# Work to complete
Without pictures, retype the following entries exactly.

▬▬▬▬▬▬▬▬▬▬

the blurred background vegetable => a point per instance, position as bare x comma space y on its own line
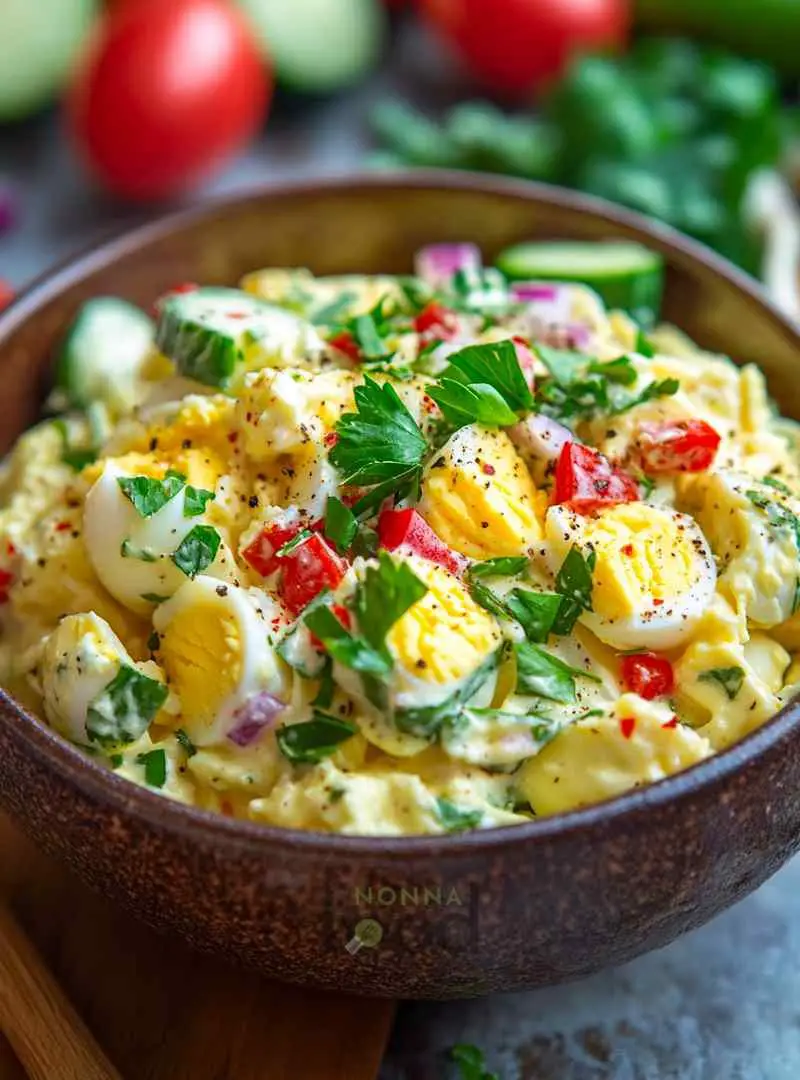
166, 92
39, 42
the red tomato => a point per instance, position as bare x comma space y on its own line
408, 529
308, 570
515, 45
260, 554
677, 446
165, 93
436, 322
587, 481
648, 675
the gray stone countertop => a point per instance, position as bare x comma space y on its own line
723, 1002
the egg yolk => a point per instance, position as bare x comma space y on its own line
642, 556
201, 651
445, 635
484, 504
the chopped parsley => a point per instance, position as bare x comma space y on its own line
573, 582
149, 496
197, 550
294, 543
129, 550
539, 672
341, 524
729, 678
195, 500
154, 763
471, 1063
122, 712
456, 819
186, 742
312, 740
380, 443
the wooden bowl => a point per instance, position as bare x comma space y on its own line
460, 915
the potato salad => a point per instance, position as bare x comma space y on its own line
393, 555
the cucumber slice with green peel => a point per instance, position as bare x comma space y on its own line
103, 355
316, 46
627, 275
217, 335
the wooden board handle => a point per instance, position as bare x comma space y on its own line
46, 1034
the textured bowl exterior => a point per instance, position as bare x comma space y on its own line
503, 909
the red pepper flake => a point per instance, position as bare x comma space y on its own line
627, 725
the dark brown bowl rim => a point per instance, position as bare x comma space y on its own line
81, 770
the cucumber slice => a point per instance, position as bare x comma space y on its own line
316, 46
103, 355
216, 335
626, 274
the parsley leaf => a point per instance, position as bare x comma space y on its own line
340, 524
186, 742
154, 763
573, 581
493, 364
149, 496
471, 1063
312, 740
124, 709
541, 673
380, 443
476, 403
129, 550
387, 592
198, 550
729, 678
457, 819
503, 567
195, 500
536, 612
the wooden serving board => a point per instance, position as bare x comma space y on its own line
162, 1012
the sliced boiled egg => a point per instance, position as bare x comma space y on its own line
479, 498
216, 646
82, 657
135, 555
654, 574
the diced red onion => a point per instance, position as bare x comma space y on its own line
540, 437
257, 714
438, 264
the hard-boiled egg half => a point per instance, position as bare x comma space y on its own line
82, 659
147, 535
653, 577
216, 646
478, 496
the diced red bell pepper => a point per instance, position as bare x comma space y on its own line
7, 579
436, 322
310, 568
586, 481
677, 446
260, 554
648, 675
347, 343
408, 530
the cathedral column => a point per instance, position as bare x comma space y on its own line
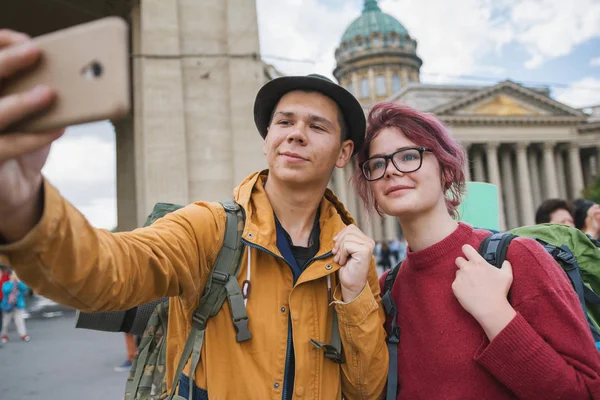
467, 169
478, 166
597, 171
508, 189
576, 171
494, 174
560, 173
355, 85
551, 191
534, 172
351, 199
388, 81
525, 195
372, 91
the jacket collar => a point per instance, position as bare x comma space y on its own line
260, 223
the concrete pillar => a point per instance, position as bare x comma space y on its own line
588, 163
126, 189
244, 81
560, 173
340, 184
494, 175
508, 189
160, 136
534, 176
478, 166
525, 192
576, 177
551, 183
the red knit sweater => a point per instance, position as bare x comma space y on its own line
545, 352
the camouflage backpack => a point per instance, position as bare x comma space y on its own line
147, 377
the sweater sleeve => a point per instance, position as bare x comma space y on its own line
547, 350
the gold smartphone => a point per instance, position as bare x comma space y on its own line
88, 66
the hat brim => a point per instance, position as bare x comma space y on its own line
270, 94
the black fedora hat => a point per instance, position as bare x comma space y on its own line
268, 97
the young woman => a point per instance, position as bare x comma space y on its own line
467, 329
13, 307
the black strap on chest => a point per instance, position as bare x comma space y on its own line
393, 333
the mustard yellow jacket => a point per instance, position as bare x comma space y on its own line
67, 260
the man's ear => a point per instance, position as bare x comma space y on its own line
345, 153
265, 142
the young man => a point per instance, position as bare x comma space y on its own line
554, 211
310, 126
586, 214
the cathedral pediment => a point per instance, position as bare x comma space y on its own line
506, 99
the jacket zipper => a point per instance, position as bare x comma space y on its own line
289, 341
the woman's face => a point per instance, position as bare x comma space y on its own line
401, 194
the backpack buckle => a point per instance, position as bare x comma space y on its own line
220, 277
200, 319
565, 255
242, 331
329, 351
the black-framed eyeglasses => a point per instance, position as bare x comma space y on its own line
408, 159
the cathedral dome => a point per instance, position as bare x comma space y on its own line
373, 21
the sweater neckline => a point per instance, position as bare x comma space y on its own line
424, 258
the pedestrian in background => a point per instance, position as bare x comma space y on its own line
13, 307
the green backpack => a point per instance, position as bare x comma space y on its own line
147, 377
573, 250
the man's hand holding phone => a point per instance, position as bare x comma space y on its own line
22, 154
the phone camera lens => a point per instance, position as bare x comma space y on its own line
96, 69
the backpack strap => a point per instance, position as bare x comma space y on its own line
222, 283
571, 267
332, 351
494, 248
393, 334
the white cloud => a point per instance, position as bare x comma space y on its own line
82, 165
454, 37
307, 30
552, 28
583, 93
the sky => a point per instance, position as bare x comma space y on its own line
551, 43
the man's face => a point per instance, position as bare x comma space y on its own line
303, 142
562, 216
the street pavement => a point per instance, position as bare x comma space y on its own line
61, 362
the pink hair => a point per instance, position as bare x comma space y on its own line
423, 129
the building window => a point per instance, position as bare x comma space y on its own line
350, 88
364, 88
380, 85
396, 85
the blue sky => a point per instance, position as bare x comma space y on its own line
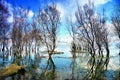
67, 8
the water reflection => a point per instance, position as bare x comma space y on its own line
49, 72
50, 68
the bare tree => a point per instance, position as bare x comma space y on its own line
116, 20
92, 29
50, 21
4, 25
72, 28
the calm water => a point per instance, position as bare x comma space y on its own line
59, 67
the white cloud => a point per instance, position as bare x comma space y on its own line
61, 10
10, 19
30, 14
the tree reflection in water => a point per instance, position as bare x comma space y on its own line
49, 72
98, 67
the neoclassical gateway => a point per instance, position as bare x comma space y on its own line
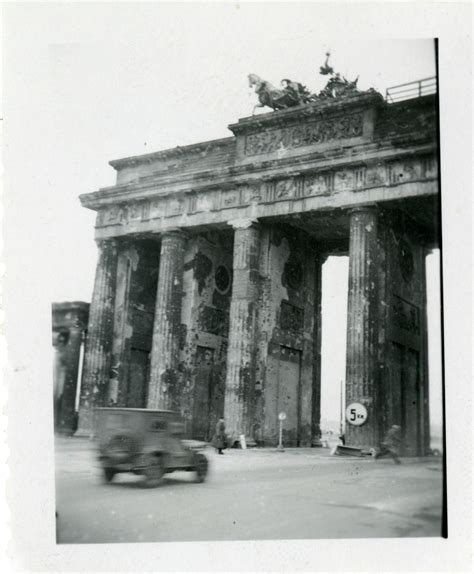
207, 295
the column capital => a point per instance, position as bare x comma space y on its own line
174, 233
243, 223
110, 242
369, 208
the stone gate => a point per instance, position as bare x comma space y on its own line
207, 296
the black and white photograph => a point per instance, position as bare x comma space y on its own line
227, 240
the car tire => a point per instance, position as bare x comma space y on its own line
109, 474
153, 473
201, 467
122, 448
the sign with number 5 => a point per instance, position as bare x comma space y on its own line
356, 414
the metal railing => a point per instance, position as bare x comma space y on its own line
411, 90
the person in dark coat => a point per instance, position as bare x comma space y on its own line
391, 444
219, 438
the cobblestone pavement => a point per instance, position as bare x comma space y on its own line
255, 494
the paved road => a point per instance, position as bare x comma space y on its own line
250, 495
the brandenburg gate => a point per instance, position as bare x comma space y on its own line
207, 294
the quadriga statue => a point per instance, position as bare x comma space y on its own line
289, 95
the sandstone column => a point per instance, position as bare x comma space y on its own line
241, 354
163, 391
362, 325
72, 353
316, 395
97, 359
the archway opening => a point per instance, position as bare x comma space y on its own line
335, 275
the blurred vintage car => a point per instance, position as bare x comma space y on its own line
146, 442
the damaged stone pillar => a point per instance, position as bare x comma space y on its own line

▬▬▬▬▬▬▬▬▬▬

# Answer box
the blurred background vegetable => a point per instance, position as bare x comma space y on its own line
166, 92
39, 42
the red tomato => a point per instance, position as bare x comma space y on its own line
408, 529
308, 570
515, 45
260, 554
677, 446
165, 93
436, 322
587, 481
648, 675
the gray stone countertop => a point per instance, position as bare x comma space y on its own line
723, 1002
the egg yolk => a point per instance, position as bare x comma space y on its own line
642, 556
201, 651
445, 635
484, 504
the chopped parsley => a point per instance, position as bare x comma space y on its own line
573, 582
149, 496
197, 550
294, 543
129, 550
539, 672
341, 524
729, 678
195, 500
154, 763
471, 1063
122, 712
456, 819
186, 742
312, 740
380, 443
the wooden bowl => a point per instance, position as bare x comma space y on its own line
460, 915
the potato salad => a point per instance, position as bare x comma space y on its own line
393, 555
the cucumber slice with green peel => a point per instance, position as bare x comma space y on its own line
103, 355
316, 46
627, 275
217, 335
the wooden board handle => a point per instance, position as bare x comma space y on its own line
46, 1034
the textured bowl exterior => a point per instance, position as bare x comma space y on its own line
503, 909
the red pepper flake => a point per instance, position as bare x comma space y on its own line
627, 725
the dark brown bowl rim => a point per instance, position as bare x comma space y on its own line
81, 770
the cucumber slice => a point per instance, position as bare x comma space y on its own line
316, 46
103, 355
216, 335
626, 274
the parsley leaf => a point per instance, position as bare x comma space y on its own line
340, 524
186, 742
154, 763
573, 581
493, 364
149, 496
471, 1063
312, 740
124, 709
541, 673
380, 443
476, 403
129, 550
387, 592
198, 550
729, 678
457, 819
503, 567
195, 500
536, 612
the wooden serving board => a point per instance, position as bare x comma space y on its own line
162, 1012
the sliced boiled egg => a point per instance, position as bare x comma space y on its own line
479, 498
216, 646
82, 657
135, 555
654, 574
the diced red onion => a point per instance, position as bare x comma space y on its own line
540, 437
257, 714
438, 264
the hard-boiled egg half => a point per instance, position as bare x comma space y on its own line
82, 659
147, 535
653, 577
216, 646
478, 496
the diced red bell pepper => a point per instance, position as bare x comma space y on its own line
7, 579
436, 322
310, 568
586, 481
677, 446
260, 554
648, 675
347, 343
408, 530
the cathedral column => a point per instance, position as bare x comma space y on its own line
467, 169
478, 166
597, 171
508, 189
576, 171
494, 174
560, 173
355, 85
551, 191
534, 172
351, 199
388, 81
525, 195
372, 91
the jacket collar => a point per instance, position as bare x comma space y on its own line
260, 223
the concrete pillar => a point per instance, position as bare x comma space y on its own line
588, 163
126, 189
244, 81
560, 173
340, 184
494, 175
508, 189
160, 136
534, 176
478, 166
525, 192
576, 177
551, 183
the red knit sweater => a point per instance, position as bare x comma space y on its own line
545, 352
the camouflage backpack => a point per instance, position as bare x comma space y on its own line
147, 377
the sweater sleeve => a point per instance, position as bare x comma space y on its own line
547, 350
the gold smartphone => a point per instance, position as bare x comma space y on its own line
88, 66
the hat brim => a point per instance, position as bare x comma space y on its own line
270, 94
the black fedora hat => a point per instance, position as bare x comma space y on its own line
268, 97
the young woman => a point per instance, position as bare x comma space y on its own line
467, 329
13, 307
the black strap on chest => a point per instance, position as bare x comma space y on its own line
393, 333
the mustard yellow jacket => a point per instance, position as bare x comma space y on its own line
67, 260
the man's ear => a point per instance, position as bare x comma space y on its own line
345, 153
265, 142
the young man => a point per instance, position as bare x comma space y on its own line
554, 211
310, 126
586, 214
the cathedral pediment => a point per instance, position as bare x comma space y on its own line
506, 99
the jacket zipper => a point per instance, position as bare x comma space y on its own line
289, 341
the woman's face => a point per instance, position as bare x comma space y on its own line
401, 194
the backpack buckle => a point per instance, position as bare x comma space y on its own line
220, 277
200, 319
565, 255
242, 331
329, 351
the black-framed eyeglasses => a point per instance, position as bare x comma space y on its own line
408, 159
the cathedral dome => a point per instance, position as bare x comma space y on its own line
373, 21
the sweater neckline => a point per instance, position as bare x comma space y on its own line
424, 258
the pedestrian in background => a point per instance, position as bare x comma space y on its own line
13, 307
the green backpack => a point per instance, position as bare x comma space y on its own line
147, 377
573, 250
the man's hand holding phone => a point per instance, position as bare x comma space y on its own line
22, 154
the phone camera lens => a point per instance, position as bare x comma space y on its own line
96, 69
the backpack strap => a point per instance, position as bare x comma space y on its own line
222, 283
571, 267
332, 351
494, 248
393, 334
the white cloud => a point per instance, position as bare x comma space y on its own line
82, 165
454, 37
307, 30
552, 28
583, 93
the sky => a point per instance, position as bare x comma space y on its own line
551, 43
the man's face => a point per instance, position as bare x comma space y on its own line
303, 142
562, 216
the street pavement => a point per instance, position as bare x comma space y on its own line
61, 362
the pink hair => a point per instance, position as bare x comma space y on its own line
423, 129
the building window => a point per instance, position as bare x comma space y on its own line
350, 88
364, 88
380, 85
396, 85
the blue sky => a point per instance, position as bare x comma space y on its own line
67, 8
the water reflection => a point per instance, position as bare x comma space y on its own line
49, 72
50, 68
the bare tree => a point per instance, position as bare x comma space y on its own line
116, 20
92, 29
50, 21
4, 25
72, 28
the calm water => a point per instance, position as bare x comma space y on its own line
59, 67
the white cloud => a point per instance, position as bare x comma space y on its own line
61, 10
10, 19
30, 14
the tree reflection in water => a point per instance, position as bare x comma space y on its own line
49, 72
98, 67
the neoclassical gateway => a point per instance, position as bare x comma space y on its own line
207, 295
the column capital => a point per instance, position as bare x comma space y on its own line
174, 233
243, 223
110, 242
369, 208
the stone gate => a point per instance, position as bare x comma space y on its own line
207, 296
the black and white photograph => a point per instance, position as bare x comma space y on its own line
227, 240
the car tire => a point per instance, position as bare x comma space y on its own line
109, 474
153, 473
201, 467
122, 448
the sign with number 5 => a point per instance, position as bare x comma space y on its own line
356, 414
the metal railing => a point per instance, position as bare x comma space y on its own line
411, 90
the person in dark coat => a point per instance, position as bare x comma space y on its own line
391, 444
219, 438
the cobblestone pavement => a point per instance, position as bare x comma space y on its own line
255, 494
the paved road => a point per instance, position as bare x comma space y on its own line
250, 495
the brandenburg gate => a point per instance, position as bare x comma space y on its own line
207, 294
the quadriga statue => a point per instance, position as bare x comma space y on its own line
289, 95
the sandstone column => a point per instance, position as bare x comma space y on its own line
241, 354
163, 391
362, 325
72, 353
316, 395
97, 359
the archway opening => a point per instance, position as bare x comma space y on its own line
335, 275
the blurred vintage car => a point per instance, position as bare x comma space y on its own line
146, 442
the damaged stone pillar => a point per instance, position as bare x comma space y on its own line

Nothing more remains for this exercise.